**SOURCE PASSAGE:**
• • • • •

March 03, 2013

Waiting for Wednesday



Catherine, the heroine of Jane Austen’s Northanger Abbey (her parody of Gothic novels) is impatiently waiting for the incoming Wednesday, when Henry, the object of her ardent love, is due to return: “If Wednesday should ever come!”
The narrator comments: “It did come, and exactly when it might be reasonably looked for.”
We understand this sentence, but how can we understand it? What would it mean for the sentence to be false? “That week Wednesday came right after Monday”? “There was no Wednesday that week”? What the sentence excludes seems not to make sense, then how can it be used to make a point? The whole idea of waiting for a certain day of the week the way you may impatiently wait for a letter or the return of your loved one seems obvious nonsense.
This, any way, seems to have been the position Wittgenstein took in the Tractatus: “to say of one thing that it is identical with itself is to say nothing” (5.5303);  ”one cannot, e.g. say ’There are objects’”;  ”Expressions like ’1 is a number’ ... are senseless” (4.1272); ”If I cannot give elementary propositions a priori then it must lead to obvious nonsense to try to give them” (5.5571).
Wittgenstein makes a similar point in Philosophical Investigations (§ 50): “There is one thing of which one can state neither that it is one metre long, nor that it is not one metre long, and that is the standard metre in Paris. – But this is, of course, not to ascribe any remarkable property to it, but only to mark its peculiar role in the game of measuring with a metre-rule.

• • • • •

**RECORDS SUPPLIED:**
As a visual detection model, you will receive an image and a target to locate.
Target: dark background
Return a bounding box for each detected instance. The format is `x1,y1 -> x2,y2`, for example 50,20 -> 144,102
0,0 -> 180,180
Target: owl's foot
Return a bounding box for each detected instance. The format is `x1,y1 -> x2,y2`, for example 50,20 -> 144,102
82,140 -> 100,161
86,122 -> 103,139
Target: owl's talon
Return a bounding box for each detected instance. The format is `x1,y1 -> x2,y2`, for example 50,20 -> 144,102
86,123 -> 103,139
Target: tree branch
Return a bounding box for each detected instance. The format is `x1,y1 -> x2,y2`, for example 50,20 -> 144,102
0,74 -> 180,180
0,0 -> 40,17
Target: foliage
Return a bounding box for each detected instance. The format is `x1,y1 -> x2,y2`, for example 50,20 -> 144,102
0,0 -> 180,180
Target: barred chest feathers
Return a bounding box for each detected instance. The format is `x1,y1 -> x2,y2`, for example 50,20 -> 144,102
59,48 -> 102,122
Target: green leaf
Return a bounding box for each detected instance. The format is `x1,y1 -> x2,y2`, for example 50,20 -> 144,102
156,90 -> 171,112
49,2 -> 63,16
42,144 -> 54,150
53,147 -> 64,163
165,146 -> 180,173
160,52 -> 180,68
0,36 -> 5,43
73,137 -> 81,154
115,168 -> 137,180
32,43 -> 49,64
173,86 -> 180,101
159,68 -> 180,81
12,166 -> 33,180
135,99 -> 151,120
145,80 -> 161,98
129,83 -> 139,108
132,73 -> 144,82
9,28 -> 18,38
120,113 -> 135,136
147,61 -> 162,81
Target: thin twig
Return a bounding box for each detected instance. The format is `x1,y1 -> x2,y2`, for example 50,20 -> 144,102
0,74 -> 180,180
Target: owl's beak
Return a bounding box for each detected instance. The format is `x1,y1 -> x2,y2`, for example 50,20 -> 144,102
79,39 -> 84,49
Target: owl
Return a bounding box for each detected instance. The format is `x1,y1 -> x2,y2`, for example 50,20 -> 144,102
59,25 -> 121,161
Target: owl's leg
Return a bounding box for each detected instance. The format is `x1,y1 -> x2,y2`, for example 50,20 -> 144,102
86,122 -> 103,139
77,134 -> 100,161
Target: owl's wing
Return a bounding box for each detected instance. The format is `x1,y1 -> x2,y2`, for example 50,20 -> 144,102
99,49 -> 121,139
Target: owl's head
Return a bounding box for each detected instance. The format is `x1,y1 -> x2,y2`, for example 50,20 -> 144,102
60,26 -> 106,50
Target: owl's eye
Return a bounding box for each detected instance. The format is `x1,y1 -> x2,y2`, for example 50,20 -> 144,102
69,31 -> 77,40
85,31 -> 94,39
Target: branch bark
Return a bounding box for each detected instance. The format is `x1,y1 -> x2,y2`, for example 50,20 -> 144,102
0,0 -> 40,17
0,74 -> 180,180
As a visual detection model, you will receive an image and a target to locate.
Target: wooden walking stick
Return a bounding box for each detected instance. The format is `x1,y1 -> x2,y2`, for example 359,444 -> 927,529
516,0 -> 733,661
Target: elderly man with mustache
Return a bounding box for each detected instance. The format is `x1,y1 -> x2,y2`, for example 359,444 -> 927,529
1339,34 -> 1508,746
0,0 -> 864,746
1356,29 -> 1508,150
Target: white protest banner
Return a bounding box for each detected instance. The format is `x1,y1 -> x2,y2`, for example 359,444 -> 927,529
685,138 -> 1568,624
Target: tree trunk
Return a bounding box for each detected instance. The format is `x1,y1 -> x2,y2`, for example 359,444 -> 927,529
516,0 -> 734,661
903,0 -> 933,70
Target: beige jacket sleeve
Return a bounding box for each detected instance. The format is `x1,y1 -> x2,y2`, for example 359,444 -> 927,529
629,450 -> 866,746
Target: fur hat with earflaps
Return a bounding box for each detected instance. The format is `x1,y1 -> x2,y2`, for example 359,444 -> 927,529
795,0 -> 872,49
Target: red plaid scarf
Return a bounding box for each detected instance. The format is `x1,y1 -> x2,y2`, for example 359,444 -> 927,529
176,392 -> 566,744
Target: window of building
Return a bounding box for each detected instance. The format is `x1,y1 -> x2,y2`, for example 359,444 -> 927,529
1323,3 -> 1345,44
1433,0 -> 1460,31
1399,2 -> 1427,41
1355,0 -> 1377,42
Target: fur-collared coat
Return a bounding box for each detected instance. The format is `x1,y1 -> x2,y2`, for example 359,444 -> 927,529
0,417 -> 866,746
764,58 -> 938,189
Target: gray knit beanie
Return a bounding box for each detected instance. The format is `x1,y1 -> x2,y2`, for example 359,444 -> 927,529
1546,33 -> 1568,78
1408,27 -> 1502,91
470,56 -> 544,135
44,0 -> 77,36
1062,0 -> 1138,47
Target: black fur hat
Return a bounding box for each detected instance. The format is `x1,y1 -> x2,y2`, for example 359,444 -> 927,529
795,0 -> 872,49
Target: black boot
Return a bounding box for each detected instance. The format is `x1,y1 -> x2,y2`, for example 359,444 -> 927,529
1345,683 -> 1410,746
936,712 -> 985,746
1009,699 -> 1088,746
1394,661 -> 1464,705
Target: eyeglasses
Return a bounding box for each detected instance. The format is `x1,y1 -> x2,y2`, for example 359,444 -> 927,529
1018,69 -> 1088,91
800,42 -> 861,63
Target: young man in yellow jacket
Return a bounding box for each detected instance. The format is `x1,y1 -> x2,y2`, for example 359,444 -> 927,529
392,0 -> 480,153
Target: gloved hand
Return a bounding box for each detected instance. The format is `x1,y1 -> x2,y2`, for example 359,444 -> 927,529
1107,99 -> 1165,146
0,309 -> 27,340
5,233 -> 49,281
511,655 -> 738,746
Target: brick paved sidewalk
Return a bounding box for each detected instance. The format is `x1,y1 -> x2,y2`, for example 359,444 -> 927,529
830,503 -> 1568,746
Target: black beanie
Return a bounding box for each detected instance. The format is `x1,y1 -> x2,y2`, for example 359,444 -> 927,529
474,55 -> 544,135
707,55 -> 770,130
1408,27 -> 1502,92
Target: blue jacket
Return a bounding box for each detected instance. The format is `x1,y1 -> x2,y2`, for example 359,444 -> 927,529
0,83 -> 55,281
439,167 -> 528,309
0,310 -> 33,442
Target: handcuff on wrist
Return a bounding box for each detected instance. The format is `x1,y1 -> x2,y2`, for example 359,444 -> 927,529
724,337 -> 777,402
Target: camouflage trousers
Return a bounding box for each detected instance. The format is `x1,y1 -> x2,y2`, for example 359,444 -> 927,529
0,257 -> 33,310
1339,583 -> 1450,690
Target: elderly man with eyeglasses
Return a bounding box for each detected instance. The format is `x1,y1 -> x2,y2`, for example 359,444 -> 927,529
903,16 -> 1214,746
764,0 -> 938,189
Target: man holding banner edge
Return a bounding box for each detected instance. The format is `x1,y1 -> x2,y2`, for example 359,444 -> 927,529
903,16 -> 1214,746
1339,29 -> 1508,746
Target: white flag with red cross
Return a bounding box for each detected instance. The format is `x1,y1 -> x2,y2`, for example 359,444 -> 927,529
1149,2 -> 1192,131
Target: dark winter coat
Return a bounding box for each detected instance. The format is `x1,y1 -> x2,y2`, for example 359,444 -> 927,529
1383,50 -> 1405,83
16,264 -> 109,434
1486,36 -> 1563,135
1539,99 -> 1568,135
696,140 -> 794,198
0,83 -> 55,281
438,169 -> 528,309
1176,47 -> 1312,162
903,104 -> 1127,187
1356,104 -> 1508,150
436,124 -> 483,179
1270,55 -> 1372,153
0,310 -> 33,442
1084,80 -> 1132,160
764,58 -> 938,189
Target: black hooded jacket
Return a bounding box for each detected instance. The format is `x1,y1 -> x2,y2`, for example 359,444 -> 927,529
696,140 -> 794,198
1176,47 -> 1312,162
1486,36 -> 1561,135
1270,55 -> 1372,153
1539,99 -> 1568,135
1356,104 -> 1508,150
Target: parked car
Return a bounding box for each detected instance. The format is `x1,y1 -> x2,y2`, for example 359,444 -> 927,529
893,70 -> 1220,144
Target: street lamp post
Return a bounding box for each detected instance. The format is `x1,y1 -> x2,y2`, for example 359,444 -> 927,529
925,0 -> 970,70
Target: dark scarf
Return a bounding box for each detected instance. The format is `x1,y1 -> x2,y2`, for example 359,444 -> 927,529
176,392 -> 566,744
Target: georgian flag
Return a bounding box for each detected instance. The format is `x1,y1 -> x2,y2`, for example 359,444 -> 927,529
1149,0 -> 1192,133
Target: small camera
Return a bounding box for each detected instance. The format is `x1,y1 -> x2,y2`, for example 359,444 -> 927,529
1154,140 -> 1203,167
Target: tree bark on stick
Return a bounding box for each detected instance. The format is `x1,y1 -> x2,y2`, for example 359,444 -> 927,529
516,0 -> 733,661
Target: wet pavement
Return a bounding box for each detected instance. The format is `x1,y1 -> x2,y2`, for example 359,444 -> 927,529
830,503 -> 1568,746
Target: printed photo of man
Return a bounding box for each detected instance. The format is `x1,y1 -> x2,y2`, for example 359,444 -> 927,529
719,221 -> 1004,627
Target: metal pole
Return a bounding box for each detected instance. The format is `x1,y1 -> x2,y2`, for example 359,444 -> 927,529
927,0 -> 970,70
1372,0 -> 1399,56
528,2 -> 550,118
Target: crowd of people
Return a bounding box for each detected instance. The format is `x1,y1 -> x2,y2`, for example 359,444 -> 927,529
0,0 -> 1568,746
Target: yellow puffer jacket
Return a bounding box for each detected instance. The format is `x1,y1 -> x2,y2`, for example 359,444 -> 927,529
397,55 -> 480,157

• • • • •

**WORK INSTRUCTION:**
Could you write out the passage about waiting for Wednesday, word for word, from its date line to its last sentence?

**OUTPUT:**
March 03, 2013

Waiting for Wednesday



Catherine, the heroine of Jane Austen’s Northanger Abbey (her parody of Gothic novels) is impatiently waiting for the incoming Wednesday, when Henry, the object of her ardent love, is due to return: “If Wednesday should ever come!”
The narrator comments: “It did come, and exactly when it might be reasonably looked for.”
We understand this sentence, but how can we understand it? What would it mean for the sentence to be false? “That week Wednesday came right after Monday”? “There was no Wednesday that week”? What the sentence excludes seems not to make sense, then how can it be used to make a point? The whole idea of waiting for a certain day of the week the way you may impatiently wait for a letter or the return of your loved one seems obvious nonsense.
This, any way, seems to have been the position Wittgenstein took in the Tractatus: “to say of one thing that it is identical with itself is to say nothing” (5.5303);  ”one cannot, e.g. say ’There are objects’”;  ”Expressions like ’1 is a number’ ... are senseless” (4.1272); ”If I cannot give elementary propositions a priori then it must lead to obvious nonsense to try to give them” (5.5571).
Wittgenstein makes a similar point in Philosophical Investigations (§ 50): “There is one thing of which one can state neither that it is one metre long, nor that it is not one metre long, and that is the standard metre in Paris. – But this is, of course, not to ascribe any remarkable property to it, but only to mark its peculiar role in the game of measuring with a metre-rule.